• _What needs to be done_:
Can you quote the passage of the blog post on learning spaces from "In this book, David" to "caves and life.", word for word?

* start Excerpt provided *

From the campfire to the holodeck: Creating engaging and powerful 21st Century learning environments

As usual, I’m using my holidays to plough through my pile of books which I collected throughout 2015 and didn’t get time to read. This one – From the campfire to the holodeck – has been shouting at me to read it for a while and, having just finished it, I can officially say my mind is expanded.

In this book, David Thornburg takes us through some different ideas about spaces (both real and metaphorical) for learning – campfires, waterholes, caves and life.

Campfires are where learners gather around a more experienced person and learn from their stories. Sound familiar? It should – this has been the dominant educational paradigm forever. Or at least a really, really long time. In most classrooms you walk into around the world, this is how most students will be learning, for most of the time. And there are far too many ‘mosts’ in those sentences.

* end Excerpt provided *
* start Information supplied *

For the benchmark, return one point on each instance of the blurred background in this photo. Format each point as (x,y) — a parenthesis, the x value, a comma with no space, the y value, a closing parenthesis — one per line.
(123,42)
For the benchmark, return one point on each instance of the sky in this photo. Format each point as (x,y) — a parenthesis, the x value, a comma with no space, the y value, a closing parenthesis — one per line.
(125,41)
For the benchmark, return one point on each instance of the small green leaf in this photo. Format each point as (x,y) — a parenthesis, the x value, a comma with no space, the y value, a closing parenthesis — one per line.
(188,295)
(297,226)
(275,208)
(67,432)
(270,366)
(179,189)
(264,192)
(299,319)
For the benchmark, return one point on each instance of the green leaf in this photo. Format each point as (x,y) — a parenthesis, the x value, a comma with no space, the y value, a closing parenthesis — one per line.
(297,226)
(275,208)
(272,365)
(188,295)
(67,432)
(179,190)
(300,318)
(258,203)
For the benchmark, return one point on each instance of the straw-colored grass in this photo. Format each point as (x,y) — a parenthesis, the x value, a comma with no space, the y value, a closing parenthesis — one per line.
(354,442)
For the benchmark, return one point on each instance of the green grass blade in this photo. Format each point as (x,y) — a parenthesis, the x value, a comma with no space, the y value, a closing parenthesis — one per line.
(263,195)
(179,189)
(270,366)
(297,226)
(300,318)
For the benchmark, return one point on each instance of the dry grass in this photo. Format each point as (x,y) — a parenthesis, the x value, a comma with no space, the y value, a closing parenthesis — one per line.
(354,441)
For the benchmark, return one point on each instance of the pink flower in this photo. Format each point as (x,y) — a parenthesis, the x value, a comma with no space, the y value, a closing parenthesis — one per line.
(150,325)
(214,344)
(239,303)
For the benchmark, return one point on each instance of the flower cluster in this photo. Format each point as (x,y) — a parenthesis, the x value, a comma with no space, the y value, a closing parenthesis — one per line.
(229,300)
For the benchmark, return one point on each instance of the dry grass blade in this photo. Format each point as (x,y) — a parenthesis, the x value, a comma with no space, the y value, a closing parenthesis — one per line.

* end Information supplied *

• _Expected output_:
In this book, David Thornburg takes us through some different ideas about spaces (both real and metaphorical) for learning – campfires, waterholes, caves and life.